Written request. Express everything from the line containing "target: <item>tire tread</item>" down to the line containing "437 152 L 390" as a JSON list of strings, one string per line, leaving out blank lines.

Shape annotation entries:
--- --- ---

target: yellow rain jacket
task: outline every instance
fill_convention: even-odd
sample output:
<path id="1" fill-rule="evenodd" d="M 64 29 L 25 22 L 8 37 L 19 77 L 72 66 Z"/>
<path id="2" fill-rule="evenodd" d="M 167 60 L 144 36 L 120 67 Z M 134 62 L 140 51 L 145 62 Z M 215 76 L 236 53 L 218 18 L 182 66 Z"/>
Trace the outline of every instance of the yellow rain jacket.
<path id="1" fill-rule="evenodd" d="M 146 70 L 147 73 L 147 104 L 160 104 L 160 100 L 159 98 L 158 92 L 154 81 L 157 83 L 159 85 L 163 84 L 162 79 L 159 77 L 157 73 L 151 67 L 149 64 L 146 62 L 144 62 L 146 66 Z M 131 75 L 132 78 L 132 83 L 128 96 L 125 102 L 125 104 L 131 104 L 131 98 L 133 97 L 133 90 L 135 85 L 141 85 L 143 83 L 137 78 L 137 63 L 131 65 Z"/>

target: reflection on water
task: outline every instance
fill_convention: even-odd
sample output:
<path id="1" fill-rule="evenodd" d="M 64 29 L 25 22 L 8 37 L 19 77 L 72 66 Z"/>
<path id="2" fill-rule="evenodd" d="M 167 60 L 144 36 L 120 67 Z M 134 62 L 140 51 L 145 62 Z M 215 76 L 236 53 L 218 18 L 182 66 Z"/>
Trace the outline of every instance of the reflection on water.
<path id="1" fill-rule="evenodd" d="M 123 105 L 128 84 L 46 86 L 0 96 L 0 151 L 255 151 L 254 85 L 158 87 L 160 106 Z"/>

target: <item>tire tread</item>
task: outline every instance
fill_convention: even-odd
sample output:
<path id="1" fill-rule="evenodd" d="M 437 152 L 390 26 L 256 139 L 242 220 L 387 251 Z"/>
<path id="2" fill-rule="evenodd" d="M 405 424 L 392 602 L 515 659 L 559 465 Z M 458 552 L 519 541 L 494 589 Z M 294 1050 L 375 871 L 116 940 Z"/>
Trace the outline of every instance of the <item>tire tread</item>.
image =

--- --- ---

Output below.
[
  "target: <item>tire tread</item>",
  "task: outline every instance",
  "fill_convention: even-odd",
  "sample output:",
  "<path id=\"1\" fill-rule=\"evenodd\" d=\"M 437 152 L 390 26 L 256 139 L 242 220 L 387 251 Z\"/>"
]